Data for this exercise

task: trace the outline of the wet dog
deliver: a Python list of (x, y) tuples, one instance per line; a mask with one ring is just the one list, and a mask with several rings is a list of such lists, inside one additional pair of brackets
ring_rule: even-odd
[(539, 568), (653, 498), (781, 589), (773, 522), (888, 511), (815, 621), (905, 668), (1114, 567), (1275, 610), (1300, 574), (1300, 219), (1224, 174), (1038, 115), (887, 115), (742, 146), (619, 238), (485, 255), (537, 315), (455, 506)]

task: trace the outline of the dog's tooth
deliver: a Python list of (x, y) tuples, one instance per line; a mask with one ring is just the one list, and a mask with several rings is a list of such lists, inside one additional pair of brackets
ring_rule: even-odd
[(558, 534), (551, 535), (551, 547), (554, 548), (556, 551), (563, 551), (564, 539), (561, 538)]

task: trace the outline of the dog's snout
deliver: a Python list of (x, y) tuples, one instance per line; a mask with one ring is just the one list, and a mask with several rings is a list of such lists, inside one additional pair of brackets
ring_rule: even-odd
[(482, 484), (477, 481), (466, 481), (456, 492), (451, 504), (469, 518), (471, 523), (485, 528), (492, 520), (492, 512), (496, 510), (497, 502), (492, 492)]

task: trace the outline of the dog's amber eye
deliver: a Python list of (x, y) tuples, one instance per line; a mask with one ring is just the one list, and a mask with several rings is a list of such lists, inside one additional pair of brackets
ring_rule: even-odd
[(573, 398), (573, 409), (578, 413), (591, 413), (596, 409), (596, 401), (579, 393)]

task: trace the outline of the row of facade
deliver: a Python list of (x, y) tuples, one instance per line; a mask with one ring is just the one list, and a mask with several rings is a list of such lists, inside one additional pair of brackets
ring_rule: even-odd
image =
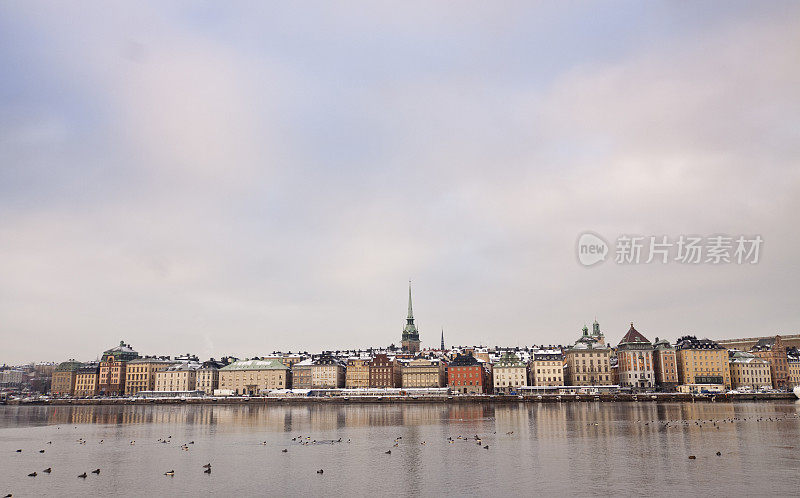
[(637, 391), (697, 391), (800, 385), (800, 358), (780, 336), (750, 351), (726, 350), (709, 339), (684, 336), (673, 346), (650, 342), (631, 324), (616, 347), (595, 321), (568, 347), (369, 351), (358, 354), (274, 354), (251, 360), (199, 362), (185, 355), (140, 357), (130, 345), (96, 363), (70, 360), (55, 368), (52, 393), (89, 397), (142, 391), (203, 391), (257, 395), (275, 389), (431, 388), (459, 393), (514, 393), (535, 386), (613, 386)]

--

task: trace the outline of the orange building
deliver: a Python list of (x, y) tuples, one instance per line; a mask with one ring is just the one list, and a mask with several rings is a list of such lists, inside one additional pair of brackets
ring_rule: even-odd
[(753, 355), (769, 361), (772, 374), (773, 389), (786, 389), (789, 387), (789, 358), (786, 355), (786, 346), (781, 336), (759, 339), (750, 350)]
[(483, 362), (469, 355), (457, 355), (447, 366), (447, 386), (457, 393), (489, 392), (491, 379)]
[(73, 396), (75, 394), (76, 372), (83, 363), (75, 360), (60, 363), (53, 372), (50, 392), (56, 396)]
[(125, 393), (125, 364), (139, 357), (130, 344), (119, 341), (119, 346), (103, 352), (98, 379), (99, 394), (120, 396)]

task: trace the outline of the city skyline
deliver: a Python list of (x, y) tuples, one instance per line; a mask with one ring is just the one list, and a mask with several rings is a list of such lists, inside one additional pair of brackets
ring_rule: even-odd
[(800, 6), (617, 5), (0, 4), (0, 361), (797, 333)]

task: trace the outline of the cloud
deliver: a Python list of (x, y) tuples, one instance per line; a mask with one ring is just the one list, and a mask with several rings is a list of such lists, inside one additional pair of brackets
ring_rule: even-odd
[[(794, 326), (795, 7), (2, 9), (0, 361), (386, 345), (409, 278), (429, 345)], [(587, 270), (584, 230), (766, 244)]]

Task details
Could you give the number of lines in the data above that contain the string "trace", with no other words?

Problem solution
8